▶ Exercise requirements
All of the records need to be retyped exactly, with no line dropped.

Stored data entries
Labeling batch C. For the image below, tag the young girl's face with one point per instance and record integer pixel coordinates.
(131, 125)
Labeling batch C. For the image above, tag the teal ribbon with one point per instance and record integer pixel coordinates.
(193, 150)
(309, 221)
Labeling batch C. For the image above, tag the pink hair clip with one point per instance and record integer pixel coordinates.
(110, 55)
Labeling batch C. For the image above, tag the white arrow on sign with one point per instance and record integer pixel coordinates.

▶ Solution to the exercise
Labeling batch C. For the image below, tag the young girl's face with one point per instance and record integer pixel coordinates.
(131, 125)
Labeling batch C. For the image above, tag the teal ribbon with one point per instance and record integer pixel coordinates.
(193, 150)
(309, 221)
Labeling batch C. For the image above, tag the pink hair clip with one point per instance and record integer pixel coordinates.
(110, 55)
Labeling batch C. For the image above, tag the white arrow on sign with one point per instance and record integer pixel coordinates.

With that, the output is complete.